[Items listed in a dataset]

◇ ◇ ◇ ◇ ◇

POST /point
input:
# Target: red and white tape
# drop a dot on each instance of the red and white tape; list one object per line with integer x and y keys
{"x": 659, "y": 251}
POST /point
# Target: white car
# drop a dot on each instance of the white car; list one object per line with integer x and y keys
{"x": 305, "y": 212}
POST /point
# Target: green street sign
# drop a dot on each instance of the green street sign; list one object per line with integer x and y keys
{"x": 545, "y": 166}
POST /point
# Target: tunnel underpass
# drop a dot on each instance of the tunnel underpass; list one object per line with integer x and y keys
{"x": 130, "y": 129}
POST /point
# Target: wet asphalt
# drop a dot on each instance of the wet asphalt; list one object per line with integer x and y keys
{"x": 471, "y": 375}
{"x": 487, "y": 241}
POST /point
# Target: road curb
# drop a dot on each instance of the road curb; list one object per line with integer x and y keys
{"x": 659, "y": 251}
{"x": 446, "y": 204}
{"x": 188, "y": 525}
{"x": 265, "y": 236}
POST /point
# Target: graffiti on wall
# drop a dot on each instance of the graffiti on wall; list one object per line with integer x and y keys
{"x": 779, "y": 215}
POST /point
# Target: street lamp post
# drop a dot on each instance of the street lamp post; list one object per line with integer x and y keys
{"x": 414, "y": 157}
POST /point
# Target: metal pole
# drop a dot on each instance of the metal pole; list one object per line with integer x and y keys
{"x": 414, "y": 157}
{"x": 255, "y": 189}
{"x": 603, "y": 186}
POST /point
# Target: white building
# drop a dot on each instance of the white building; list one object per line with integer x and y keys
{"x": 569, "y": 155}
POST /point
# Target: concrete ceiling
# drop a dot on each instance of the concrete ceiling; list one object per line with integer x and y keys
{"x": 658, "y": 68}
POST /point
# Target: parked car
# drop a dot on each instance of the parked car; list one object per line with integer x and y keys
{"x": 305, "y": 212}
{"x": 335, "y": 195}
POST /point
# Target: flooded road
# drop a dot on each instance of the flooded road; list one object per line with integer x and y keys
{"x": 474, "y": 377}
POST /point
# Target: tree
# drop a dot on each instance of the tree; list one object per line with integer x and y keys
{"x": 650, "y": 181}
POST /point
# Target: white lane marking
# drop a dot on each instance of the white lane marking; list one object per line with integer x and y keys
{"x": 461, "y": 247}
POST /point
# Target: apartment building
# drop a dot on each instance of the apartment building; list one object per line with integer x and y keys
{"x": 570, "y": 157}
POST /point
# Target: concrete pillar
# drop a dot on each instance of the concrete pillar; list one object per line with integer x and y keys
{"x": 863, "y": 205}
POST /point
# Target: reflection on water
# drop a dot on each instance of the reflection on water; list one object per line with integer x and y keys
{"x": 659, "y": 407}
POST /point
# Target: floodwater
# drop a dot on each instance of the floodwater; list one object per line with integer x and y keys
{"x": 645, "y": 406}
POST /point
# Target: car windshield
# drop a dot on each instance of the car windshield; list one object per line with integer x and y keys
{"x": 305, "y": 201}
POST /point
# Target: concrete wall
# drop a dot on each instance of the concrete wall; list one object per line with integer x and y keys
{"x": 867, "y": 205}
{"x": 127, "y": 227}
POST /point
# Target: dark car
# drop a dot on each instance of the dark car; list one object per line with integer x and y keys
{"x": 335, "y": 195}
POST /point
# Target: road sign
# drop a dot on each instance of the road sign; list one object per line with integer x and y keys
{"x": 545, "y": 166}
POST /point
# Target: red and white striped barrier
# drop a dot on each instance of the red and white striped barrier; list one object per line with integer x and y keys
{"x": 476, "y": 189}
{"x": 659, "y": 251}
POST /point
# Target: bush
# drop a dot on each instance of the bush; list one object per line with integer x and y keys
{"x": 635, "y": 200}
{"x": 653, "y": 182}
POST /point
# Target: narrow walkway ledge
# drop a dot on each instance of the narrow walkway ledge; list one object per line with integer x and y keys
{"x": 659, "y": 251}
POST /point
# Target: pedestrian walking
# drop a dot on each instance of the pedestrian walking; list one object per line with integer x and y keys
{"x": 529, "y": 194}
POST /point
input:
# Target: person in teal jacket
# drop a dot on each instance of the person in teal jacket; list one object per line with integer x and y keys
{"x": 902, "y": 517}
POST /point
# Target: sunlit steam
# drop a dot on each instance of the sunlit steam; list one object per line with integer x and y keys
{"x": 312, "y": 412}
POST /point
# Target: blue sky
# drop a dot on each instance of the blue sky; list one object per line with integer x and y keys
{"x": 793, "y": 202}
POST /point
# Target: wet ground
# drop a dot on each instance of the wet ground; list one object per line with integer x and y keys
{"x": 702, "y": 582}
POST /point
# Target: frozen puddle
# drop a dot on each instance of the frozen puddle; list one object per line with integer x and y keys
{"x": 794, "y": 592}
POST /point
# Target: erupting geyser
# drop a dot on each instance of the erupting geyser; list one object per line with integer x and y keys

◇ ◇ ◇ ◇ ◇

Task details: Which lines of the records above contain the word "erupting"? Show each of them.

Reply:
# Target: erupting geyser
# drop a dot on each instance of the erupting geyser; list one object per line with integer x and y keys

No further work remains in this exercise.